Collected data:
....
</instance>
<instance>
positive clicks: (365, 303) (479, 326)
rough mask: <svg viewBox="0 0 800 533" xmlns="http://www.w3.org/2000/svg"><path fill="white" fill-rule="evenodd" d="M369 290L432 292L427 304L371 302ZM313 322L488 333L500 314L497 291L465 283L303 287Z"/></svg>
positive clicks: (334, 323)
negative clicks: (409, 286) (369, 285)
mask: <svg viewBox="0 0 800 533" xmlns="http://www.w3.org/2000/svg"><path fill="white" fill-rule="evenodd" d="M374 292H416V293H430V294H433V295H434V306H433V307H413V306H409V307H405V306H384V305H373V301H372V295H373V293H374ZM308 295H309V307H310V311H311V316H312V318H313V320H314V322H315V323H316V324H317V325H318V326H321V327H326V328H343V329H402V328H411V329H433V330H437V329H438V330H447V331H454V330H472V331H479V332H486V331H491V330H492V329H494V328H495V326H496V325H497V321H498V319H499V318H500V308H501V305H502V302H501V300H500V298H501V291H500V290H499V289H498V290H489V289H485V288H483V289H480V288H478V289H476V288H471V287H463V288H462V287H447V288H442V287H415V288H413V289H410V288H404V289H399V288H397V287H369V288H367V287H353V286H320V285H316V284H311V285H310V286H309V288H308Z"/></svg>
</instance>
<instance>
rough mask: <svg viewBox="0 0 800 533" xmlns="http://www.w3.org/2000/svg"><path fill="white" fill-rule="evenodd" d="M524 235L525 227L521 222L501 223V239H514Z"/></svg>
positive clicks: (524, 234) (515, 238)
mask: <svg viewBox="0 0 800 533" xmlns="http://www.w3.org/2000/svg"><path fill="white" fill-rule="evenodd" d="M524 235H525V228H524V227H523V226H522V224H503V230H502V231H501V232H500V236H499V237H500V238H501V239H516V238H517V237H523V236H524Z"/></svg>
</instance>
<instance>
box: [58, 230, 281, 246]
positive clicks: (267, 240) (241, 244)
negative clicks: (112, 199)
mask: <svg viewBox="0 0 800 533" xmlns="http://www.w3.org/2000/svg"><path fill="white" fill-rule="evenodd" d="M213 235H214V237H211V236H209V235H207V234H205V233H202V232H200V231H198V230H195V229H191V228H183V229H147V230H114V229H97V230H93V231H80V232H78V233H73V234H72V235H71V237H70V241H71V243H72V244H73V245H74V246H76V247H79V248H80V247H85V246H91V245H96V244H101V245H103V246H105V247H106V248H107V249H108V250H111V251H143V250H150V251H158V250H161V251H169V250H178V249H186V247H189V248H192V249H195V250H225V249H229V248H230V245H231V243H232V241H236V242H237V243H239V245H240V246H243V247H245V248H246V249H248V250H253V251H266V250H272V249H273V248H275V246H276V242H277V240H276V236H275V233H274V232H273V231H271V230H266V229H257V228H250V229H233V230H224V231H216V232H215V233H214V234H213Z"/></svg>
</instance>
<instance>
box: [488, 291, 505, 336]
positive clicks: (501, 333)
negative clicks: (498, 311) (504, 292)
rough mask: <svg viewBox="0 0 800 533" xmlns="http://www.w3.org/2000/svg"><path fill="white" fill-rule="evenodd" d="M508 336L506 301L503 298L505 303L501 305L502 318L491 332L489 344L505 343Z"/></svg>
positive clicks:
....
* Problem to solve
Write out the entries above once more, without altering anything.

* Task result
</instance>
<instance>
positive clicks: (365, 303) (479, 326)
rough mask: <svg viewBox="0 0 800 533" xmlns="http://www.w3.org/2000/svg"><path fill="white" fill-rule="evenodd" d="M369 290L432 292L427 304L371 302ZM313 322L488 333L500 314L497 291L465 283L303 287Z"/></svg>
positive clicks: (334, 323)
negative clicks: (409, 286) (369, 285)
mask: <svg viewBox="0 0 800 533" xmlns="http://www.w3.org/2000/svg"><path fill="white" fill-rule="evenodd" d="M374 292H416V293H430V294H433V295H434V306H433V307H413V306H409V307H405V306H384V305H373V301H372V295H373V293H374ZM308 295H309V307H310V311H311V316H312V318H313V320H314V322H315V323H316V324H317V325H318V326H321V327H326V328H343V329H402V328H411V329H433V330H437V329H438V330H447V331H454V330H472V331H479V332H486V331H491V330H492V329H494V328H495V326H496V325H497V321H498V319H499V318H500V308H501V305H502V302H501V300H500V298H501V291H500V290H499V289H498V290H489V289H485V288H483V289H480V288H478V289H476V288H471V287H463V288H462V287H447V288H442V287H415V288H413V289H410V288H404V289H399V288H397V287H369V288H367V287H353V286H320V285H316V284H311V285H310V286H309V288H308Z"/></svg>
</instance>
<instance>
rough mask: <svg viewBox="0 0 800 533" xmlns="http://www.w3.org/2000/svg"><path fill="white" fill-rule="evenodd" d="M524 235L525 227L521 222L501 223V239H514Z"/></svg>
positive clicks: (524, 234) (515, 238)
mask: <svg viewBox="0 0 800 533" xmlns="http://www.w3.org/2000/svg"><path fill="white" fill-rule="evenodd" d="M524 235H525V228H524V227H523V226H522V224H503V230H502V231H501V232H500V236H499V237H500V238H501V239H516V238H517V237H523V236H524Z"/></svg>
</instance>
<instance>
box: [58, 230, 281, 246]
positive clicks: (267, 240) (241, 244)
negative clicks: (112, 199)
mask: <svg viewBox="0 0 800 533" xmlns="http://www.w3.org/2000/svg"><path fill="white" fill-rule="evenodd" d="M213 235H214V237H211V236H209V235H207V234H205V233H202V232H200V231H198V230H195V229H191V228H183V229H147V230H114V229H97V230H93V231H80V232H78V233H73V234H72V235H71V237H70V241H71V243H72V244H73V245H74V246H76V247H79V248H80V247H85V246H91V245H96V244H101V245H103V246H105V247H106V248H107V249H108V250H111V251H143V250H150V251H158V250H161V251H169V250H178V249H186V247H189V248H192V249H195V250H225V249H229V248H230V245H231V243H232V241H236V242H237V243H239V245H240V246H243V247H245V248H246V249H248V250H253V251H266V250H272V249H273V248H275V246H276V242H277V240H276V236H275V233H274V232H273V231H271V230H266V229H257V228H250V229H233V230H224V231H216V232H215V233H214V234H213Z"/></svg>
</instance>
<instance>
box: [488, 291, 505, 336]
positive clicks: (501, 333)
negative clicks: (498, 311) (504, 292)
rough mask: <svg viewBox="0 0 800 533" xmlns="http://www.w3.org/2000/svg"><path fill="white" fill-rule="evenodd" d="M508 336L506 301L503 298L505 303L501 305L502 318L491 332L489 344L505 343Z"/></svg>
positive clicks:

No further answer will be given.